EXERCISE REQUIREMENTS: Print the material from the line holding "Each instance of the construction" through the line holding "x=647 y=354", both lines included, with nothing changed.

PROVIDED RECORDS:
════════

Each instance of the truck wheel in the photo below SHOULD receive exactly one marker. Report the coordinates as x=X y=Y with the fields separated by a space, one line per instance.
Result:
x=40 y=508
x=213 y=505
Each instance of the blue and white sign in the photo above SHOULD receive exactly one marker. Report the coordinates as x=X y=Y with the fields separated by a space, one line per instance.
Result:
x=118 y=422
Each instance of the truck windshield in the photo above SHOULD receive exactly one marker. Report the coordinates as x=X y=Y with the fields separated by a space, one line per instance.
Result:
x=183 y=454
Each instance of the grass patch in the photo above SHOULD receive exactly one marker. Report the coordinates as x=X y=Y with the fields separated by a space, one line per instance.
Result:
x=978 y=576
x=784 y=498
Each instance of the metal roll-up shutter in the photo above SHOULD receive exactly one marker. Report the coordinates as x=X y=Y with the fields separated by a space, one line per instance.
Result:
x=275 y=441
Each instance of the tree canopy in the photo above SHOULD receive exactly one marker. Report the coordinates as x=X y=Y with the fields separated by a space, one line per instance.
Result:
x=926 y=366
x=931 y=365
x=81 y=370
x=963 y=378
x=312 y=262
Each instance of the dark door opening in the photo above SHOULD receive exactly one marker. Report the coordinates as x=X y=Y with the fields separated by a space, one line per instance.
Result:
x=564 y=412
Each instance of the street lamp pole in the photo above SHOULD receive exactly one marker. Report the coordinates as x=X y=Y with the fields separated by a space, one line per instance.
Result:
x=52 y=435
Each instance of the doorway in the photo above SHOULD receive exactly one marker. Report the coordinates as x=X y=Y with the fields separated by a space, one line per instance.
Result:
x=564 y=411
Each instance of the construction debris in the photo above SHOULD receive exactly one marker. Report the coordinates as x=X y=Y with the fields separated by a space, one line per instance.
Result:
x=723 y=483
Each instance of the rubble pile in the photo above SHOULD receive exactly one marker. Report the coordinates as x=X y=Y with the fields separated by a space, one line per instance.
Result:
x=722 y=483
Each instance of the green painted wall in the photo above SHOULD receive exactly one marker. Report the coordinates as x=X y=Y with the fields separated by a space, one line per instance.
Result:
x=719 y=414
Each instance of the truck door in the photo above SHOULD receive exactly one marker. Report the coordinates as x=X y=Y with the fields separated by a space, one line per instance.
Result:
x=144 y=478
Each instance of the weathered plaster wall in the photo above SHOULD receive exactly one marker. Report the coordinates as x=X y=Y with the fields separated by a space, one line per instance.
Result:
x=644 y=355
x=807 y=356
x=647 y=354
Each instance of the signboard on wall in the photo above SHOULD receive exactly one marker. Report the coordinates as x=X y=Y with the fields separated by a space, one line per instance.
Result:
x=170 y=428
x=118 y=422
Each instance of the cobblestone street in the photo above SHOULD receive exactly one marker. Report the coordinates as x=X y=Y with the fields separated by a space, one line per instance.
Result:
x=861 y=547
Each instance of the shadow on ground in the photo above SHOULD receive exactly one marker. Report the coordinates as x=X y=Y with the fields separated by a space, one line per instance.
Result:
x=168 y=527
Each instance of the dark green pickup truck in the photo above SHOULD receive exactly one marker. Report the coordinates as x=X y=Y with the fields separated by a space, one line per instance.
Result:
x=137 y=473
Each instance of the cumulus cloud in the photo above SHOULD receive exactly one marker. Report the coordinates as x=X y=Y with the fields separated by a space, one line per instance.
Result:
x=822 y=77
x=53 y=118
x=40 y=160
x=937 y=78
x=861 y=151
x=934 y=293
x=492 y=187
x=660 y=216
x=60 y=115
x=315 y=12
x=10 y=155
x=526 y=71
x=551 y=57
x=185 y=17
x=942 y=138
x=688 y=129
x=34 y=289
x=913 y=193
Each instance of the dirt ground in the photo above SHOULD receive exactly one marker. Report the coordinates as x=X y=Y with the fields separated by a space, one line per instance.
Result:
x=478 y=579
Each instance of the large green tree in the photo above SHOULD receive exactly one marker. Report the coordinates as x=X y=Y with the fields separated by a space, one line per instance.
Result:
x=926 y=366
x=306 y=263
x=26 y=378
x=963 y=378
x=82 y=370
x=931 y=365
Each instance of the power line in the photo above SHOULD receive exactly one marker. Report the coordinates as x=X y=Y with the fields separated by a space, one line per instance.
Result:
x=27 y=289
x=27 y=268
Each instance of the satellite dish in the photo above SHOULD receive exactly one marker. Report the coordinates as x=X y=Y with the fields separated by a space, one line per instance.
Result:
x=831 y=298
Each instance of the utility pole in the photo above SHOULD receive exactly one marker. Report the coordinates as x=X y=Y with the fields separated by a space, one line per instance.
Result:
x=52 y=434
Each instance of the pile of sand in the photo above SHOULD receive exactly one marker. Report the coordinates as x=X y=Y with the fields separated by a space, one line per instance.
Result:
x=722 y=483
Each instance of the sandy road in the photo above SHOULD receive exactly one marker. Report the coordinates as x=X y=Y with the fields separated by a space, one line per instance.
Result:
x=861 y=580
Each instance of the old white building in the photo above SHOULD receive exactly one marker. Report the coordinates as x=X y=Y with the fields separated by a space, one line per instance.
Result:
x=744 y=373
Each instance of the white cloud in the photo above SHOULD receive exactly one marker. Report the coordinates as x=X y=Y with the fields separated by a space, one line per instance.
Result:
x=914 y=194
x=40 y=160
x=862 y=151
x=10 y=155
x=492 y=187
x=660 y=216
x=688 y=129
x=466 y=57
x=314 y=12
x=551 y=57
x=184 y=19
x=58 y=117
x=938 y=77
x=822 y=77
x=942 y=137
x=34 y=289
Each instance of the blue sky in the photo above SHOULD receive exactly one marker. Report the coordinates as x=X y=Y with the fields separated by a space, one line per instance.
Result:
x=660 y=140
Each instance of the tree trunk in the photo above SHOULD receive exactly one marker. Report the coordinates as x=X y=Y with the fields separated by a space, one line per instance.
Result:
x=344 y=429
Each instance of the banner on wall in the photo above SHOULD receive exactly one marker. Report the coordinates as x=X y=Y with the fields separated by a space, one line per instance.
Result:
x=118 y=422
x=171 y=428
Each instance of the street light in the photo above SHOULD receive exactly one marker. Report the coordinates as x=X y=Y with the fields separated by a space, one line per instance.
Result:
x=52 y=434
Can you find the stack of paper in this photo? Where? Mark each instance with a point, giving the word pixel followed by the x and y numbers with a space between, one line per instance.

════════

OUTPUT OF THE TASK:
Each instance of the construction debris in the photo above SHOULD receive exactly one marker. Report the coordinates as x=X y=Y with the fields separated by a space, one line per instance.
Result:
x=723 y=483
Each instance of the rubble pile in the photo above SHOULD receive exactly one marker. Report the coordinates as x=X y=Y with the fields separated by a space, one line per instance.
Result:
x=722 y=483
Each instance of the green painted wall in the photo above SHOULD receive exactly one marker. Report the coordinates as x=X y=Y with the fields separated by a space, one line per instance.
Result:
x=719 y=414
Each instance of the truck door in the photo above SHOULD receive exactly one marker. Report the coordinates as x=X y=Y with the fields separated by a space, one line per instance.
Result:
x=144 y=478
Each instance of the weathered plaster wall in the photo above SHOULD receive exactly one marker. Report the coordinates as x=X y=Y with the fields separated by a space, one line per instance.
Result:
x=644 y=355
x=807 y=356
x=647 y=354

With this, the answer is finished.